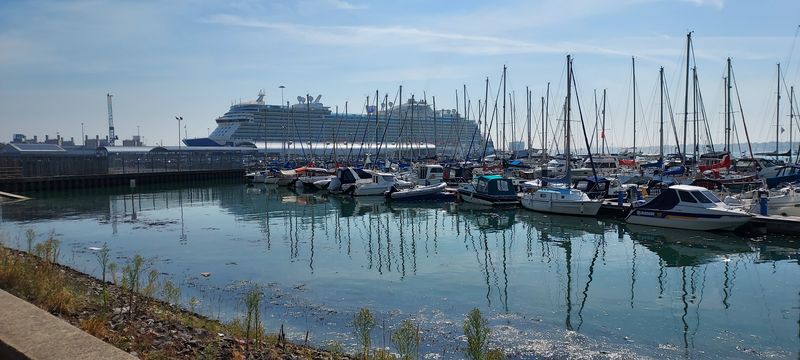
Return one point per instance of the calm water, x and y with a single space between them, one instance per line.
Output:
552 286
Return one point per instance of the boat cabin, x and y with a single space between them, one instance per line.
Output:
430 174
494 185
685 195
595 187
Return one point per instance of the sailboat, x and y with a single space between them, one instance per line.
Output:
566 201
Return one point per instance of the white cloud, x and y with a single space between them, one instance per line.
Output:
718 4
345 5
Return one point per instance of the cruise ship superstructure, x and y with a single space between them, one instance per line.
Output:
309 127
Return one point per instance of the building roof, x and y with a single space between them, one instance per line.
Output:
45 149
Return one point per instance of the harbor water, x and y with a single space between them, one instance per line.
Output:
551 286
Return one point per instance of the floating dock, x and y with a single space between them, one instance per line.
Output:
29 184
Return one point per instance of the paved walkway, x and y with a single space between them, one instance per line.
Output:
27 332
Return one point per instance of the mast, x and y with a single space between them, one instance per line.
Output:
377 121
686 96
504 108
633 70
694 110
543 135
466 117
566 121
546 114
778 112
486 124
603 130
435 133
791 119
402 120
528 104
728 108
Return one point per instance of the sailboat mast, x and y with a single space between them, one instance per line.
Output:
504 108
566 120
728 108
778 112
435 133
486 124
686 96
791 119
528 104
661 116
633 70
402 121
466 115
694 111
546 114
603 130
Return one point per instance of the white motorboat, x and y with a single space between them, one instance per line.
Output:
309 176
380 184
784 201
688 207
489 190
561 201
423 193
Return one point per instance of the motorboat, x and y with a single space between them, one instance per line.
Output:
380 184
309 176
784 201
490 190
564 201
688 207
346 178
423 193
429 174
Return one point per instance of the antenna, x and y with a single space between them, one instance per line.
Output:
111 136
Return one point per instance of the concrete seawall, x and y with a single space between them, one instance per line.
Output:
28 332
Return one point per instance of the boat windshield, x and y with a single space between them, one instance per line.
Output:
711 196
700 197
686 197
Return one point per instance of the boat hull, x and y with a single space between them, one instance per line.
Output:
679 220
487 200
581 208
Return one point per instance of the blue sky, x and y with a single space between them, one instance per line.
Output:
58 59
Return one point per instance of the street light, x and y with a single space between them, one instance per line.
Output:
179 118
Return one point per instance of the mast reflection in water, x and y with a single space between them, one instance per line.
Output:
543 280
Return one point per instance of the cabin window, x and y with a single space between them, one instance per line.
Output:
711 196
481 186
502 186
701 198
686 197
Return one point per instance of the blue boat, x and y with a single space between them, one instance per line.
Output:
490 190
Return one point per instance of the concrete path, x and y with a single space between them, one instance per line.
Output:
27 332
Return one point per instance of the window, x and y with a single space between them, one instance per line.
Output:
686 197
711 196
502 186
700 197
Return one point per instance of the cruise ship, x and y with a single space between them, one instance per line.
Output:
308 127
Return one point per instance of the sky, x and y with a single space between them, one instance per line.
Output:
193 58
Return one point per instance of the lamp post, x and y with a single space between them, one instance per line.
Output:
179 118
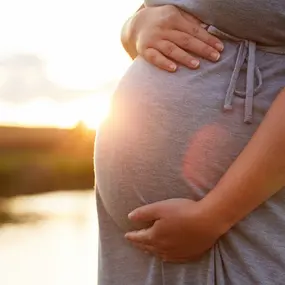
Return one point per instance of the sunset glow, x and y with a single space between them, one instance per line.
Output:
79 43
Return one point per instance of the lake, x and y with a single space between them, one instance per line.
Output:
50 240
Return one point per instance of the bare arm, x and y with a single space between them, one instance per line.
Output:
127 35
256 175
166 36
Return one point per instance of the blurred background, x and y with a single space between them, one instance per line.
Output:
60 62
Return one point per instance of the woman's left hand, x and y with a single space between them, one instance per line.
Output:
182 231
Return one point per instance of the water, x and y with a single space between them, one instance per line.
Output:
54 241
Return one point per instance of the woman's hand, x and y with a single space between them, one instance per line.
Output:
166 35
182 231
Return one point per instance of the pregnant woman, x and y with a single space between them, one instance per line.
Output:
214 139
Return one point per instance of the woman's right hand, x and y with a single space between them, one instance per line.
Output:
166 35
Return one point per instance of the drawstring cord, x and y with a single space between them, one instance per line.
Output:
246 54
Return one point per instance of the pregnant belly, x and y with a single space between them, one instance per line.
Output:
166 137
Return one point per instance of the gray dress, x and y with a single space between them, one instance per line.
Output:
175 135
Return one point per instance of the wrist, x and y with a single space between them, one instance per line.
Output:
217 214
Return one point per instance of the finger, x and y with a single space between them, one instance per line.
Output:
141 236
199 32
156 58
147 213
172 51
194 45
190 17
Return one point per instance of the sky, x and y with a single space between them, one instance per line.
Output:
79 41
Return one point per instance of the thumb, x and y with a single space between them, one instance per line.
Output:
190 17
145 213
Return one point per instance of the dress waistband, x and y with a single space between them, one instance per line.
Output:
246 55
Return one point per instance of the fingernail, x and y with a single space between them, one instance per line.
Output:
195 63
219 46
215 56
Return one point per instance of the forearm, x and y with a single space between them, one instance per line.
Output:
256 175
128 35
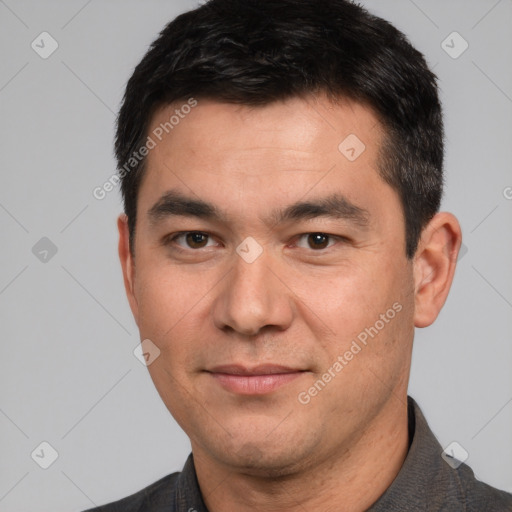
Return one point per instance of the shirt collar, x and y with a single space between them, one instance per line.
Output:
423 474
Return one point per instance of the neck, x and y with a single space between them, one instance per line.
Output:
350 478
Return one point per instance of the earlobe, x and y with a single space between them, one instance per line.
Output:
127 264
434 266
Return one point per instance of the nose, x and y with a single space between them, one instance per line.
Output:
253 297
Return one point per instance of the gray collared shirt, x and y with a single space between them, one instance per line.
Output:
426 483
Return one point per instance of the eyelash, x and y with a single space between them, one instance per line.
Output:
171 239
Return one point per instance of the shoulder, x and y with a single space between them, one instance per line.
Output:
150 499
480 496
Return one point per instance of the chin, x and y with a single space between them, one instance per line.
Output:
266 458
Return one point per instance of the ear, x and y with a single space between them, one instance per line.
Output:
127 264
434 266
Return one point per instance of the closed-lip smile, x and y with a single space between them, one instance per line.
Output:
253 380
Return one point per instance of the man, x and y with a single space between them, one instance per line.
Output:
281 167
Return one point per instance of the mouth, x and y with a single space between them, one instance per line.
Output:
257 380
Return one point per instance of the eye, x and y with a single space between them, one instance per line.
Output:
317 241
193 239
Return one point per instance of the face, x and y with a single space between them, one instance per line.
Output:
270 272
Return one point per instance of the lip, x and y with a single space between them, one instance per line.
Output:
257 380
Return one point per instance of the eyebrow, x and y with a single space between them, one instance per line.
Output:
336 206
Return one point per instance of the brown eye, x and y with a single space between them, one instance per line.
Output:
196 240
318 240
189 240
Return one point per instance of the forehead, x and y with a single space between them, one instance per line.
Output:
248 159
304 129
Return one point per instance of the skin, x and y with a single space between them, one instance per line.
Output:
295 305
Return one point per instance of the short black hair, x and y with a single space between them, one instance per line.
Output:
254 52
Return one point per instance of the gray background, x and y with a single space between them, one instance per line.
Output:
68 373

* Problem to work on: Every record must be copied exactly, with images dropped from the result.

* Response:
Return one point per instance of the calm water, x and y with a single space between them, one instance per line.
Output:
552 286
Return one point per instance of the boat cabin, x and y with a single space between them, one instance per line.
Output:
430 174
494 185
685 195
595 187
Return one point per instance of the sailboat, x and y with a single space between them, one instance per line.
Output:
566 201
Return one point per instance of the white cloud, x and y with a single space between them, one instance per line.
Output:
718 4
345 5
Return one point per instance of the cruise ship superstructure, x and y with a single space between them, one instance per line.
Output:
309 127
Return one point per instance of the building roof, x and y with a single space between them, one instance per line.
Output:
45 149
Return one point per instance of the harbor water, x and y with a single space between them, one instance per line.
Output:
551 286
Return one point per instance of the floating dock, x and y with a single space between them, one instance per line.
Output:
29 184
Return one point per instance of the paved walkway, x and y with a single space between them, one instance per line.
Output:
27 332
Return one point per instance of the mast, x and y with a single space between them, one instance per line.
Output:
377 121
686 96
504 108
633 70
694 110
543 135
466 117
566 121
546 114
778 112
486 124
603 130
435 133
791 119
402 120
528 104
728 108
Return one point per instance of the sailboat mast, x and y with a single space between them, one instance per line.
Output:
504 108
566 120
728 108
778 112
435 133
486 124
686 96
791 119
528 104
661 116
633 70
402 121
466 115
694 111
546 114
603 130
Return one point per instance of the white motorboat, x and y with a single space between them, one instance per line.
Output:
309 176
380 184
784 201
688 207
489 190
561 201
423 193
Return one point per instance of the motorboat, x and y with a single space between them, one instance per line.
Output:
380 184
309 176
784 201
490 190
564 201
688 207
346 178
423 193
429 174
Return one point per instance of the antenna, x and y with a single space between them, one instance per line.
Output:
111 136
Return one point per instance of the concrete seawall, x and y with a single space between them, one instance per line.
Output:
28 332
Return one point per instance of the boat windshield, x and y with a single space between them, one instance per line.
Output:
711 196
700 197
686 197
Return one point per instance of the boat hull, x and y with a single space between them, one instance per line.
Output:
679 220
487 200
581 208
Return one point per instance of the blue sky, x and y with a single space between them, one instance per line.
Output:
58 59
Return one point per instance of the street light, x and y with a single space between them, one instance per line.
Output:
179 118
Return one point per instance of the mast reflection in water, x and y with a single space between them, one instance per line.
Output:
543 280
Return one point per instance of the cabin window, x and y with a single space between them, one instance per line.
Output:
711 196
481 186
502 186
701 198
686 197
Return one point per instance of the blue boat, x and y with a single space between them, one instance per line.
Output:
490 190
Return one point per instance of the concrete path, x and y with a single space between them, one instance per line.
Output:
27 332
Return one point per instance of the window, x and y with a single space between them, one instance per line.
Output:
686 197
711 196
502 186
700 197
Return one point per instance of the cruise ship, x and y with a single space between them, one instance per line.
Output:
308 127
Return one point per instance of the sky, x and y with a single space between them, one instance per line.
Output:
193 58
Return one point per instance of the lamp post, x and y with a single space between them, one instance per line.
Output:
179 118
Return one point per instance of the sunset glow, x and y with a single space between them, one instance per line.
Output:
79 43
Return one point per instance of the lake, x and y with a single space between them, one instance per line.
Output:
50 240
Return one point per instance of the bare arm, x and y with a single space between them, one instance per line.
Output:
127 35
256 175
166 36
Return one point per instance of the blurred background, x and y with a single space between them, one instance per line.
Output:
60 62
Return one point per instance of the woman's left hand, x and y with a single space between them, one instance per line.
Output:
182 231
Return one point per instance of the water, x and y with a single space between them, one instance per line.
Output:
54 241
Return one point per instance of the woman's hand, x and y with a single space between them, one instance per line.
Output:
166 35
182 231
Return one point per instance of the pregnant woman, x and y with a single space between them, one instance per line.
Output:
214 139
Return one point per instance of the woman's right hand, x and y with a single space between them, one instance per line.
Output:
166 35
Return one point per instance of the drawstring cord, x and y with a single space between them, one instance per line.
Output:
246 54
Return one point per instance of the pregnant belly, x and y with a single space between them, one instance per line.
Output:
166 137
Return one point per instance of the gray dress, x and y with a single space between them, one instance per line.
Output:
175 135
Return one point per instance of the wrist, x and y with a single space between them, one instance per line.
Output:
217 214
Return one point per instance of the finger, x and y with a single space between them, one instance per line.
Output:
141 236
199 32
156 58
147 213
172 51
194 45
190 17
Return one point per instance of the sky, x and y with a single space between them, one instance per line.
Output:
79 41
Return one point per instance of the thumb, x and y with a single space between them, one instance per line.
Output:
190 17
145 213
Return one point per instance of the dress waistband, x and y with a single space between them, one instance per line.
Output:
246 55
Return one point per instance of the fingernail, x and y with a single space between them, one instance per line.
Output:
195 63
219 46
215 56
Return one point per instance of the forearm, x and y with a single space between them, one instance per line.
Output:
256 175
128 35
Return one point per instance of the shirt collar, x and y with a single space between them, one instance per line.
Output:
423 474
Return one point per instance of the neck, x and y with a single space between them, one instance per line.
Output:
350 478
Return one point per instance of the earlobe, x and y with a single space between them, one instance per line.
Output:
127 264
434 266
Return one point per instance of the nose, x and y with a single space between them, one instance per line.
Output:
253 297
Return one point per instance of the gray collared shirt, x and y with a single space between them, one instance per line.
Output:
426 483
Return one point per instance of the eyelash, x and y with a single space between them, one instance per line.
Output:
171 239
Return one point per instance of the shoulder, x and y with a single space between them, one instance per line.
Output:
150 499
480 496
Return one point per instance of the chin, x and y with a single space between them, one instance per line.
Output:
266 458
Return one point per instance of the ear, x and y with a single space between them, one instance per line.
Output:
127 264
434 266
Return one point per instance of the closed-lip smile, x and y with a single space between them, one instance per line.
Output:
253 380
Return one point per instance of the man, x and y with a single space between them, one instance per line.
Output:
281 167
Return one point per instance of the mouth, x and y with a single space between them, one instance per line.
Output:
257 380
Return one point per instance of the eye, x and y with a single space between them, one instance per line.
Output:
317 241
193 239
Return one point per instance of the face, x and y with a single space between them, one instance per line.
Output:
270 272
Return one point per instance of the lip, x and y with a single space between them, one instance per line.
Output:
257 380
Return one point per instance of the eyebrow, x and y with a single space between them, one instance per line.
Output:
336 206
Return one point per instance of the brown eye, x and y with a single space between them, one instance per line.
Output:
196 240
318 240
189 240
Return one point per instance of the forehead, x and y with a single space between them, one instance per line.
Output:
248 159
304 129
Return one point per instance of the skin, x and y with a single space between them, one instance per line.
Output:
295 305
Return one point per instance of the short black hair, x and y with a single space between them, one instance per line.
Output:
254 52
Return one point per instance of the gray background, x and y with a single space between them, one instance per line.
Output:
68 373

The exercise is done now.